Written task 1:
Answer these from the forum thread below:
(a) Which modem model did kaz buy for a BSNL connection?
(b) What city does seamon name in reply to "Where do you live?"
(c) What does rijinpk1 first suggest to someone who wants the special discount?
** Start of Page text **
Don't piss them off! If you've SNR margin or line attenuation issue, you'll have to go back to them only. 



kaz said:


> I bought a W8968 for my BSNL connection and didn't let the BSNL guys enter my house...Else they would have said something negative and my Father would trust them more than me...


 
I pity you.


----------



## seamon (Jun 8, 2014)

My town has the best BSNL operatives. They don't keep BSNL modems here, you have to get one on your own. They are also quite fast in setting up a new connection.


----------



## Vignesh B (Jun 8, 2014)

^^ Where do you live?


----------



## seamon (Jun 8, 2014)

Vignesh B said:


> ^^ Where do you live?



Dehradun.


----------



## anirbandd (Jun 9, 2014)

ROHIT_SINGH said:


> all models of D AND T LINK r better
> BSNL has stopped purchasing its modems from huwaei and Teracom models and only old stock is coming in some areas
> u can purchase any model of D and T link and bsnl employee will install it easily and they r also trained for it.
> any problem u can contact here.
> ...



please clarify yourself. do you happen to represent BSNL in this forum??


----------



## whitestar_999 (Jun 9, 2014)

no.he meant that being a bsnl officer he gets special discount.


----------



## powerhoney (Jun 9, 2014)

seamon said:


> Dehradun.



I thought you were from Assam!!!


----------



## anirbandd (Jun 9, 2014)

whitestar_999 said:


> no.he meant that being a bsnl officer he gets special discount.


----------



## seamon (Jun 9, 2014)

powerhoney said:


> I thought you were from Assam!!!



I am but currently staying Dehradun.


----------



## powerhoney (Jun 9, 2014)

seamon said:


> I am but currently staying Dehradun.



Oh... Studying there???


----------



## powerhoney (Jun 9, 2014)

Damn... Anyone has any idea if that special discount can be had by us too by some under the table work???


----------



## rijinpk1 (Jun 9, 2014)

powerhoney said:


> Damn... Anyone has any idea if that special discount can be had by us too by some under the table work???



get a job in bsnl


----------



## powerhoney (Jun 9, 2014)

rijinpk1 said:


> get a job in bsnl



Anyone else who has an easier idea???


----------



## rijinpk1 (Jun 9, 2014)

powerhoney said:


> Anyone else who has an easier idea???



hire bsnl 
jokes apart; just think if every one utilizes such plans! then bsnl will go bankrupt soon..i dont think anybody can gather such plans unless you are a bsnl employ or a most close friend.


----------
** End of Page text **
** Start of Dataset records **
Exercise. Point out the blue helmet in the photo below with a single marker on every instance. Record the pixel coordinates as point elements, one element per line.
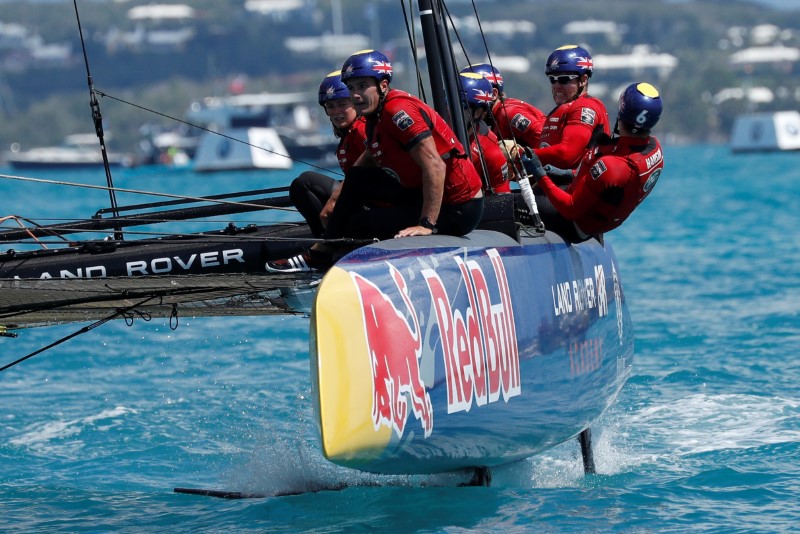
<point>476,91</point>
<point>332,88</point>
<point>639,107</point>
<point>487,71</point>
<point>569,59</point>
<point>367,63</point>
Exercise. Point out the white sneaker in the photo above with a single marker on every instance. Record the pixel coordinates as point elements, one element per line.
<point>295,264</point>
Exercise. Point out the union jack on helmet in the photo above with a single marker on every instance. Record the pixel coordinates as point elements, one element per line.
<point>332,88</point>
<point>369,63</point>
<point>476,91</point>
<point>569,59</point>
<point>487,71</point>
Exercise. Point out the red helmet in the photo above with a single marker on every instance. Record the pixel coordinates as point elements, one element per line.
<point>569,59</point>
<point>332,88</point>
<point>639,107</point>
<point>367,63</point>
<point>487,71</point>
<point>476,91</point>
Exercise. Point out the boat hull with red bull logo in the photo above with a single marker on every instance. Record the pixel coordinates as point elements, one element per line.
<point>434,354</point>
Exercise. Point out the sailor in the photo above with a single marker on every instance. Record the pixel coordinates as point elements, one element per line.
<point>614,178</point>
<point>314,194</point>
<point>488,159</point>
<point>573,126</point>
<point>511,119</point>
<point>413,179</point>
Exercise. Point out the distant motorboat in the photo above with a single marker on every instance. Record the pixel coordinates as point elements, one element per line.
<point>766,132</point>
<point>78,151</point>
<point>261,131</point>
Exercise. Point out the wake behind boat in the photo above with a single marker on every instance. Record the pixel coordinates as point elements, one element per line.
<point>428,354</point>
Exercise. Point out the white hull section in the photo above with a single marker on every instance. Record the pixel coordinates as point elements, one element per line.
<point>241,149</point>
<point>766,132</point>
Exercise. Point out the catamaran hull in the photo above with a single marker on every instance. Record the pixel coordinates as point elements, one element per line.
<point>436,355</point>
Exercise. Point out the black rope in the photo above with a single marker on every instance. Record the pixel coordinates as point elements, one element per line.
<point>100,322</point>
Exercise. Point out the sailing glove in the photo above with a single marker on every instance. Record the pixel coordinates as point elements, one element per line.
<point>533,167</point>
<point>559,176</point>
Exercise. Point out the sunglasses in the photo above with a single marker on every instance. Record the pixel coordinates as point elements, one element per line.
<point>563,80</point>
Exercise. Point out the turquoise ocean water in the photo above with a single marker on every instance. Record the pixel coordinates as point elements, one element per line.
<point>96,433</point>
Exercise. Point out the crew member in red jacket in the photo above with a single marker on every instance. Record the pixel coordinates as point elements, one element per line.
<point>488,159</point>
<point>314,194</point>
<point>613,180</point>
<point>578,119</point>
<point>511,119</point>
<point>414,178</point>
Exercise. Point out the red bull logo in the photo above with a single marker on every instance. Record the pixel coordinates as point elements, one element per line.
<point>394,351</point>
<point>481,355</point>
<point>478,340</point>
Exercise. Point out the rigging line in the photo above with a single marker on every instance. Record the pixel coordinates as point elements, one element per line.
<point>516,164</point>
<point>187,123</point>
<point>18,220</point>
<point>100,322</point>
<point>141,192</point>
<point>470,120</point>
<point>98,123</point>
<point>176,238</point>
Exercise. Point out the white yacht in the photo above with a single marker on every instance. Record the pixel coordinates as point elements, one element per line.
<point>261,131</point>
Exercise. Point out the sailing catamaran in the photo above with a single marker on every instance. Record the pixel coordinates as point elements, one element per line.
<point>428,354</point>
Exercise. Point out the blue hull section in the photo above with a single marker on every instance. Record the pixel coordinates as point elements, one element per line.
<point>480,351</point>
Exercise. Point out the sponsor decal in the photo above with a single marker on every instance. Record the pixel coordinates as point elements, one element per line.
<point>478,343</point>
<point>588,116</point>
<point>520,122</point>
<point>164,265</point>
<point>575,296</point>
<point>651,181</point>
<point>402,120</point>
<point>598,169</point>
<point>654,159</point>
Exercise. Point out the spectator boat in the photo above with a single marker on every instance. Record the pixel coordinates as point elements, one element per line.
<point>428,354</point>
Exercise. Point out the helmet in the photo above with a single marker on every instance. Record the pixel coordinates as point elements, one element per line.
<point>487,71</point>
<point>367,63</point>
<point>332,88</point>
<point>639,107</point>
<point>569,58</point>
<point>476,91</point>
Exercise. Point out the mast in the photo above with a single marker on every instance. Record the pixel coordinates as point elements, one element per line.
<point>441,68</point>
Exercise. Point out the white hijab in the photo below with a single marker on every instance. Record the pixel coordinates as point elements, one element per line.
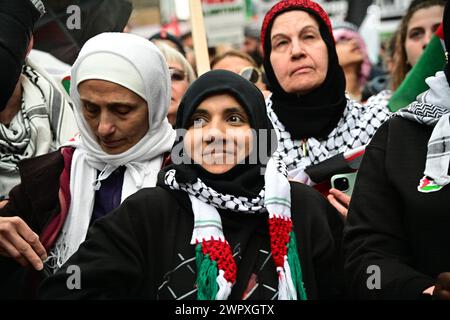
<point>136,64</point>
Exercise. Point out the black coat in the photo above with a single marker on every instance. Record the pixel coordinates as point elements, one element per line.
<point>143,250</point>
<point>391,225</point>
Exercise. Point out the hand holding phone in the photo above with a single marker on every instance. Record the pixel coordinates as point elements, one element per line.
<point>344,182</point>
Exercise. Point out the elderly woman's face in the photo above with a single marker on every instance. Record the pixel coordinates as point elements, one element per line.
<point>424,22</point>
<point>117,116</point>
<point>219,135</point>
<point>299,56</point>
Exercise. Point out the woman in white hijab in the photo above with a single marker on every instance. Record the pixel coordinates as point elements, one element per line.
<point>121,92</point>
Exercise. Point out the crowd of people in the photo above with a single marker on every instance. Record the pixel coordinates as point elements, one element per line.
<point>157,184</point>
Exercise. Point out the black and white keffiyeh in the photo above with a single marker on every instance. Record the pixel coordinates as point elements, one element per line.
** End of Dataset records **
Written task 2: Reproduce everything in the records from the line containing "Exercise. Point out the sponsor" down to the line containing "<point>654,159</point>", both included.

Correct result 1:
(a) A W8968.
(b) Dehradun.
(c) To get a job in BSNL.

Correct result 2:
Exercise. Point out the sponsor decal in the photo above with a single marker on every instance. Record the pixel coordinates as point elements, one element per line.
<point>478,343</point>
<point>588,116</point>
<point>520,122</point>
<point>164,265</point>
<point>575,296</point>
<point>651,181</point>
<point>402,120</point>
<point>598,169</point>
<point>654,159</point>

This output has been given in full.